[Annotation data for object locations]
^^^^
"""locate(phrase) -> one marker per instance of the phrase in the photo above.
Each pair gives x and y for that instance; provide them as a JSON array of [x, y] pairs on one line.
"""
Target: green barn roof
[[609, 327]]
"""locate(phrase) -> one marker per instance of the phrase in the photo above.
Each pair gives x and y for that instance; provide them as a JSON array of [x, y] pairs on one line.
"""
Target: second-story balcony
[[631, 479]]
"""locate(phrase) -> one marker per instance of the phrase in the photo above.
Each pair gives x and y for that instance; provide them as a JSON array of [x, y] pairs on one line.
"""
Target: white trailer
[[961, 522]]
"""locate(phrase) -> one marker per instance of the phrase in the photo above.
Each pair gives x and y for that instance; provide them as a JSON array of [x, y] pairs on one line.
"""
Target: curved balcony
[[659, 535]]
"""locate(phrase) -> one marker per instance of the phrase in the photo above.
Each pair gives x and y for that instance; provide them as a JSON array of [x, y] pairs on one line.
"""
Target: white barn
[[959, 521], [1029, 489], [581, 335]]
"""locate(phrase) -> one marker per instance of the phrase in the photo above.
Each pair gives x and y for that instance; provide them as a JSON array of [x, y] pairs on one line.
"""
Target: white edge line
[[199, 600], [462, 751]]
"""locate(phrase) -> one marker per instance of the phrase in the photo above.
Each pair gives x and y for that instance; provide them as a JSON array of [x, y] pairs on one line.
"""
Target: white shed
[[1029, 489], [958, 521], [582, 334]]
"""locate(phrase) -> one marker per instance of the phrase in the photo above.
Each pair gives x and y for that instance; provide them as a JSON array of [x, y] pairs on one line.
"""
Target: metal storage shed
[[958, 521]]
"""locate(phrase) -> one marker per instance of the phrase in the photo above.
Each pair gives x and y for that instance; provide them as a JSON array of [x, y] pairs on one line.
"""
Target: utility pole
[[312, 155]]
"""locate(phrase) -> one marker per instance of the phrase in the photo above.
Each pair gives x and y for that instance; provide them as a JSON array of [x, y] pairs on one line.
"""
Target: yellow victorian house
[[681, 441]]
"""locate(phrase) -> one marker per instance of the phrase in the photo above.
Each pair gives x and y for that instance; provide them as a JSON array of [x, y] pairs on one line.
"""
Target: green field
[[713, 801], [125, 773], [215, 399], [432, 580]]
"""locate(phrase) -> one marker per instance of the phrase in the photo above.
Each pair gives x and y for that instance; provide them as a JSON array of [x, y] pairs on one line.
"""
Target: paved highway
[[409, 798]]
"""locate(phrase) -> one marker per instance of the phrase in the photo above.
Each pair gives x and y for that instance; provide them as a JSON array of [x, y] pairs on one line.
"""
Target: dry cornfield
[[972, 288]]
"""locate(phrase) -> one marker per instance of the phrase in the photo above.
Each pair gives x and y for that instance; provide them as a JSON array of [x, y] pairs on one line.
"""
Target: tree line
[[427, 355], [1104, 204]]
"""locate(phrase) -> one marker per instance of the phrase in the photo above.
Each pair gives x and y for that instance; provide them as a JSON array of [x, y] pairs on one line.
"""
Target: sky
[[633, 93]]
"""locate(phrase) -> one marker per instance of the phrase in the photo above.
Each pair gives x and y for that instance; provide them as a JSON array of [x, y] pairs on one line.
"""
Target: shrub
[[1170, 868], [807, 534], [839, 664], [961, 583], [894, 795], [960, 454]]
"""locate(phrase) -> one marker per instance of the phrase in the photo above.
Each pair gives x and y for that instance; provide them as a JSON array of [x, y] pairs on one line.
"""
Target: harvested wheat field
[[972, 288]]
^^^^
Your task
Replace every occurrence of "Target" with "Query" in all of the lines above, and leave the rest of the lines unchanged.

The response
"""locate(phrase) -> one marker per instance of the phrase in the photo above.
Each pair gives x and y for that instance; provide them as a JSON array of [x, y] pairs on one line.
"""
Query: green barn roof
[[609, 327]]
"""locate(phrase) -> one marker per instance of the phrase in the photo above.
Each pair gives x and y for that instance; provide them as a JSON array of [x, y] pairs on one line.
"""
Query: second-story balcony
[[631, 479]]
"""locate(phrase) -> one marker per instance of the phrase in the photo above.
Each pair gives x and y for that instance; provide them as a JSON array of [x, y] pairs on one line.
"""
Query: white trailer
[[961, 522]]
"""locate(phrase) -> one marker per instance of the phrase in the photo above.
Each pair gives x and y for that instance; provide them as a JSON array of [x, y] pairs on one line.
"""
Query: curved balcony
[[659, 535]]
"""locate(phrase) -> one marker per instance of the phrase in the photo above.
Each pair gives x and y for that instance; provide them as a JSON array of [x, y] pairs on one line.
"""
Query: white barn
[[959, 521], [1029, 489], [581, 335]]
"""locate(phrase) -> one marker per instance of the phrase in the photo above.
Each pair gives x and y for that instance; provide them as a JSON array of [x, y] pairs on one line.
"""
Query: white edge line
[[199, 600], [462, 751]]
"""locate(phrase) -> one marker per instance of the phrase in the photo above.
Each pair gives x and y for that instance; provide them as a JSON array of [x, y] pairs on one line.
"""
Query: white shed
[[1029, 489], [958, 521], [582, 334]]
"""locate(phrase) -> one marker per instance of the phrase in the photo above.
Each pair gives x and y for that instance; provide them as a JSON array of [x, y] pairs on one line.
"""
Query: metal storage shed
[[958, 521]]
"""locate(phrase) -> one marker per instance of the phrase in the photo above.
Each pair gives x and y for that instance; provide them as a JSON array of [x, y] pairs on one line.
"""
Query: utility pole
[[312, 155]]
"""locate(phrase) -> one marker per instance of the phrase in the photo above.
Each pair gives x and y for that instance; provide them as a JSON array of [x, y] pairs on one line.
"""
Query: yellow victorian house
[[681, 441]]
"""locate(phrase) -> one marker per instance of the phrase in the photo above.
Each pair gives x and y for that instance; provide them as a JSON array of [x, y] pairs on one line.
"""
Query: green field
[[713, 801], [125, 773], [215, 399], [432, 580]]
"""locate(phrase) -> one marker per instance of the phrase in the photo above.
Each pair gives x and y for that instance; provide them as a JSON array of [x, y] pairs on one line.
"""
Query: paved highway
[[409, 798]]
"""locate(phrase) -> one marker per instance of the phrase in the photo above.
Each pair gives x and y for that instance; provide them as a JSON array of [x, y] pairs on one line.
"""
Query: dry cornfield
[[972, 288]]
"""locate(phrase) -> one marker per instance of the phrase in the photo above.
Each pair gives x and y for that instance; provide them as a JSON array of [x, y] pairs on one line.
"""
Query: tree line
[[427, 355], [1104, 204]]
"""locate(phrase) -> one marker per instance of the phrase in the photo above.
Each pair gives x and y for that instance; provide them as a JSON array of [x, y] pairs on one line.
"""
Query: sky
[[633, 93]]
"""locate(phrase) -> one marker per instance of the phrase in the photo above.
Each pair gives x and y for that instance; provide them as a JSON array of [x, y] pairs on one line.
"""
Query: shrub
[[1170, 868], [807, 534], [839, 664], [961, 583], [894, 795], [960, 454]]
"""locate(phrase) -> one marker per instance of the phrase in the photo above.
Each pair gives x and y for that instance; provide them as a JSON array of [x, y] pairs on one line.
"""
Query: harvested wheat field
[[972, 288]]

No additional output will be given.